Work required -
Restate the whole listing exactly.

[Object location annotation data]

--

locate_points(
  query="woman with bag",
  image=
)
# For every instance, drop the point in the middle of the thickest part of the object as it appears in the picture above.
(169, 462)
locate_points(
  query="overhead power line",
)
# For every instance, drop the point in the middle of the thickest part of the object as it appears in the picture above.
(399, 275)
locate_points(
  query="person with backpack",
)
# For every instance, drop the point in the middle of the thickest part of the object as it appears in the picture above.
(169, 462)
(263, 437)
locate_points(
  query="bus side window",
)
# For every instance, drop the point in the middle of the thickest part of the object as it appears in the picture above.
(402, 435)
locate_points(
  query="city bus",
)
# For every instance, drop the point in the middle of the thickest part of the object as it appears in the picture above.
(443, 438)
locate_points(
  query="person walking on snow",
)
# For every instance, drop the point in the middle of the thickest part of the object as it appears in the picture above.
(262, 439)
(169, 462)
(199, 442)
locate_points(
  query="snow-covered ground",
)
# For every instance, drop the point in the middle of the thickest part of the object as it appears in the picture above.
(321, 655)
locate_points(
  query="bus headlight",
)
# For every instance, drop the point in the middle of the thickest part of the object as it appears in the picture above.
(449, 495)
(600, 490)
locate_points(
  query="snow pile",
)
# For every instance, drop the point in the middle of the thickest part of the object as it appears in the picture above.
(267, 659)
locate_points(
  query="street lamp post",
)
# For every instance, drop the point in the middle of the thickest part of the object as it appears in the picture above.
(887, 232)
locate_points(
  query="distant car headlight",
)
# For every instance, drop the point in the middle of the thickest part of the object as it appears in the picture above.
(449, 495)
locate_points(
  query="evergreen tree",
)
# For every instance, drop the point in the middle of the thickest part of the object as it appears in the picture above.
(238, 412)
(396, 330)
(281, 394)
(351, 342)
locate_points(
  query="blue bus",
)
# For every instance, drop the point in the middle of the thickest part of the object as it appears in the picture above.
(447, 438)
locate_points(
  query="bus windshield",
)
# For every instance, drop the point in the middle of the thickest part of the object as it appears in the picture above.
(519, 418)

--

Reply -
locate_points(
  query="woman with bag",
  image=
)
# For every instance, drop the point in the middle of the thickest part of the object as it appears in the picture above.
(169, 462)
locate_points(
  query="overhead power line",
)
# For every instance, drop the point in the middle of the thickest part of the object as it appears in the picture above.
(399, 275)
locate_points(
  query="person with backpack",
)
# For every instance, drop the point in the middle of the thickest part of the object as it appears in the picture above.
(169, 462)
(263, 437)
locate_points(
  query="bus side window",
)
# For every instance, drop the point in the middle of the thickest part of the object as it appears in the picture above.
(402, 435)
locate_points(
  query="city bus",
)
# For every instance, drop the point in the middle of the thickest part of the object as it appears in the picture above.
(443, 438)
locate_points(
  query="person walking on snow",
)
# For every instance, drop the point in the middle of the thickest part of the object as it appears in the picture above.
(262, 439)
(169, 462)
(199, 442)
locate_points(
  query="snow-covered ground",
)
# For every instance, drop the point in the middle of the thickest part of the object as it appears in the picture above.
(321, 655)
locate_points(
  query="bus headlight",
)
# For every instance, drop the point in the middle of the thickest part of the object as it appears in the picture above.
(449, 495)
(600, 490)
locate_points(
  query="snow pile",
)
# For every instance, drop the point in the middle of the thickest part of the object as it appears in the picture above.
(267, 659)
locate_points(
  query="street lamp post",
)
# For every instance, drop the point in the middle of the thickest part of the object as it appears in the picture above.
(887, 232)
locate_points(
  query="distant car headlight",
)
# For every instance, drop the point in the middle of the thickest part of the object as it appears in the picture above.
(449, 495)
locate_points(
  query="evergreen tree",
)
# For every instance, drop the point in the middle of the thickest part of the object as it appears in the picture above.
(238, 412)
(396, 330)
(281, 394)
(351, 342)
locate_points(
  query="blue bus",
)
# For every instance, drop the point in the middle of the thickest part of the object as it appears in the picture above.
(447, 438)
locate_points(
  query="bus windshield",
)
# For every instance, drop the point in the middle of the thickest part of the object as it appears in the picture above.
(519, 418)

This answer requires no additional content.